-- Provided text --
Prompt Images
I’m sure you’ve heard the one about the dog owners who look like their dogs.
Googling that phrase returns 192 million hits, including some hilarious images.
But as I sit on the Capital Beltway each morning, measuring my life in highway exits, I realize in many cases car owners look a hell of a lot like their cars.
There’s the paint-splattered work truck ahead of me with the ladder attached by one bungee cord, whose driver no doubt plans to work most of the day sporting a healthy amount of ass crack.
The VW Bug two lanes over has a plastic daisy in the cupholder and a round-faced woman behind the wheel who was once the girl next door.
The SUVs with the tinted windows are driven by guys who won’t take their sunglasses off inside. And the driver of the aging Honda with the body kit spits as much smoke out the window as his glasspack muffler.
A lot of the cars around me have bumper stickers. I have a few myself; a sticker of the bar where I work, a duck sticker, a University of Maryland magnet near my license plate.

-- Task brief --
Please repeat the passage on drivers who resemble their cars between "The VW Bug two" and "my license plate.", inclusive, replacing "Honda" with "Toyota".

-- Data section --
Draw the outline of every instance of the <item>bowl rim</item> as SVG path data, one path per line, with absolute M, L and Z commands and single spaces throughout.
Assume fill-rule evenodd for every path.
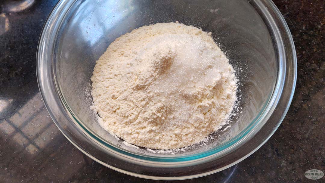
M 219 164 L 217 166 L 215 166 L 215 168 L 213 169 L 205 170 L 204 171 L 204 172 L 198 173 L 193 172 L 189 175 L 185 176 L 182 176 L 181 174 L 179 175 L 170 175 L 163 176 L 158 175 L 146 175 L 145 173 L 141 173 L 137 172 L 136 171 L 129 170 L 127 167 L 123 168 L 121 167 L 113 166 L 112 165 L 113 164 L 113 163 L 110 163 L 110 162 L 108 162 L 107 161 L 101 159 L 99 155 L 92 155 L 92 153 L 89 150 L 85 148 L 85 146 L 81 145 L 80 144 L 81 142 L 76 140 L 76 136 L 80 137 L 82 136 L 84 136 L 82 137 L 85 138 L 84 139 L 84 141 L 83 141 L 83 143 L 89 143 L 90 146 L 96 145 L 96 149 L 102 150 L 104 148 L 102 146 L 102 144 L 101 144 L 100 143 L 98 143 L 98 137 L 90 137 L 87 135 L 87 134 L 89 135 L 89 133 L 87 132 L 87 129 L 85 128 L 79 122 L 75 116 L 74 116 L 73 113 L 70 110 L 68 105 L 66 104 L 64 104 L 65 100 L 60 93 L 59 89 L 59 86 L 56 83 L 56 78 L 53 72 L 54 67 L 52 63 L 53 57 L 51 55 L 52 52 L 48 53 L 49 52 L 45 51 L 45 50 L 47 50 L 53 51 L 53 48 L 54 47 L 55 40 L 51 39 L 51 38 L 56 37 L 57 32 L 60 26 L 60 24 L 56 23 L 55 22 L 60 22 L 61 21 L 59 20 L 63 20 L 65 14 L 76 1 L 68 0 L 61 0 L 59 1 L 53 8 L 46 20 L 42 31 L 37 48 L 36 56 L 37 81 L 41 96 L 46 108 L 56 125 L 62 134 L 75 146 L 83 153 L 98 162 L 112 169 L 127 174 L 151 179 L 180 180 L 204 176 L 221 171 L 234 165 L 252 154 L 270 137 L 284 118 L 292 101 L 296 81 L 297 59 L 293 40 L 284 18 L 273 3 L 270 0 L 253 0 L 250 3 L 256 3 L 255 6 L 258 6 L 261 9 L 264 9 L 265 11 L 267 11 L 267 10 L 266 10 L 266 9 L 268 9 L 268 11 L 272 12 L 270 13 L 270 12 L 267 11 L 270 15 L 269 18 L 272 19 L 267 20 L 277 21 L 277 23 L 279 24 L 277 27 L 273 28 L 274 30 L 273 30 L 274 31 L 275 29 L 278 30 L 279 34 L 275 35 L 280 36 L 278 39 L 280 40 L 280 43 L 277 42 L 277 44 L 279 44 L 278 46 L 281 49 L 280 50 L 281 52 L 280 53 L 280 55 L 281 55 L 281 54 L 282 54 L 282 56 L 283 57 L 282 59 L 280 59 L 282 61 L 280 62 L 280 65 L 282 64 L 283 65 L 280 65 L 280 66 L 282 67 L 280 68 L 279 72 L 278 78 L 277 78 L 277 84 L 275 91 L 273 92 L 272 96 L 269 97 L 269 102 L 267 102 L 267 103 L 265 104 L 266 106 L 267 104 L 267 106 L 265 106 L 266 108 L 268 107 L 268 108 L 264 109 L 264 110 L 261 111 L 263 112 L 265 112 L 265 113 L 264 114 L 265 115 L 263 116 L 264 123 L 260 123 L 259 124 L 259 125 L 257 125 L 258 128 L 256 127 L 256 125 L 257 124 L 255 123 L 254 126 L 250 127 L 248 129 L 249 130 L 245 132 L 244 136 L 242 137 L 242 138 L 240 139 L 240 140 L 238 140 L 236 143 L 231 144 L 231 146 L 227 147 L 223 151 L 220 151 L 222 153 L 218 154 L 215 153 L 210 153 L 208 155 L 206 154 L 206 156 L 203 156 L 204 157 L 199 157 L 194 160 L 190 158 L 188 160 L 181 160 L 181 161 L 179 162 L 181 163 L 182 166 L 179 166 L 179 165 L 178 166 L 175 166 L 174 164 L 176 163 L 177 164 L 178 162 L 168 162 L 166 163 L 166 162 L 162 161 L 160 163 L 160 163 L 159 162 L 151 161 L 151 160 L 148 160 L 145 159 L 143 160 L 138 159 L 138 157 L 136 156 L 133 156 L 128 153 L 124 153 L 124 152 L 119 152 L 118 150 L 118 150 L 116 149 L 113 149 L 112 151 L 109 152 L 110 154 L 108 155 L 114 158 L 117 158 L 122 162 L 127 161 L 132 164 L 138 166 L 147 166 L 151 168 L 156 169 L 163 167 L 168 169 L 170 166 L 172 166 L 172 168 L 177 168 L 180 167 L 188 167 L 196 164 L 202 164 L 204 163 L 210 164 L 215 163 L 216 161 L 220 160 L 220 159 L 218 159 L 219 158 L 219 157 L 217 157 L 218 156 L 224 156 L 227 154 L 227 153 L 229 152 L 229 151 L 232 149 L 233 150 L 234 149 L 239 149 L 241 147 L 242 148 L 243 145 L 248 143 L 252 140 L 255 140 L 259 142 L 257 144 L 258 144 L 257 145 L 250 147 L 249 150 L 246 150 L 242 153 L 242 155 L 240 157 L 234 158 L 231 162 L 227 162 L 224 164 Z M 270 8 L 268 9 L 267 7 L 269 7 Z M 274 15 L 271 15 L 271 13 L 274 14 Z M 281 32 L 280 30 L 283 32 Z M 284 39 L 285 40 L 286 42 L 283 42 Z M 285 44 L 286 45 L 285 45 Z M 48 48 L 50 48 L 49 49 Z M 52 49 L 51 49 L 50 48 L 52 48 Z M 285 49 L 285 48 L 286 49 Z M 288 57 L 287 55 L 289 57 Z M 288 61 L 291 61 L 291 62 Z M 288 64 L 290 64 L 290 66 Z M 287 69 L 287 67 L 288 67 Z M 283 70 L 281 70 L 281 69 Z M 284 90 L 285 89 L 287 89 L 287 90 Z M 285 93 L 285 92 L 286 93 Z M 285 95 L 286 94 L 288 95 Z M 283 99 L 283 98 L 284 99 Z M 280 100 L 280 99 L 282 99 Z M 58 102 L 59 101 L 61 102 Z M 274 105 L 273 106 L 269 106 L 269 104 L 270 101 L 273 102 L 273 104 L 275 103 L 276 105 Z M 283 101 L 284 101 L 284 102 Z M 283 103 L 281 104 L 281 102 Z M 275 116 L 275 114 L 273 112 L 275 108 L 277 106 L 280 105 L 283 106 L 283 110 L 280 112 L 279 112 L 278 111 L 278 113 L 279 113 L 278 114 L 280 115 L 277 116 Z M 261 129 L 263 127 L 265 128 L 264 124 L 268 120 L 271 118 L 276 119 L 276 123 L 274 124 L 274 125 L 271 130 L 269 130 L 270 131 L 268 132 L 267 135 L 264 136 L 262 139 L 259 139 L 259 140 L 254 139 L 253 137 L 256 136 L 258 133 L 261 133 Z M 71 126 L 63 126 L 62 123 L 62 122 L 63 121 L 67 123 L 70 122 Z M 71 122 L 72 123 L 71 123 Z M 260 121 L 258 122 L 260 122 Z M 76 126 L 79 130 L 77 134 L 72 134 L 72 131 L 71 131 L 71 128 L 73 127 L 72 124 L 75 125 L 74 127 L 75 127 Z M 66 125 L 66 124 L 64 124 Z M 243 137 L 244 138 L 242 138 Z M 94 144 L 94 143 L 97 143 Z M 114 152 L 114 151 L 115 151 Z M 184 163 L 184 162 L 186 162 Z M 154 162 L 155 164 L 150 164 L 153 162 Z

-- Reply --
The VW Bug two lanes over has a plastic daisy in the cupholder and a round-faced woman behind the wheel who was once the girl next door.
The SUVs with the tinted windows are driven by guys who won’t take their sunglasses off inside. And the driver of the aging Toyota with the body kit spits as much smoke out the window as his glasspack muffler.
A lot of the cars around me have bumper stickers. I have a few myself; a sticker of the bar where I work, a duck sticker, a University of Maryland magnet near my license plate.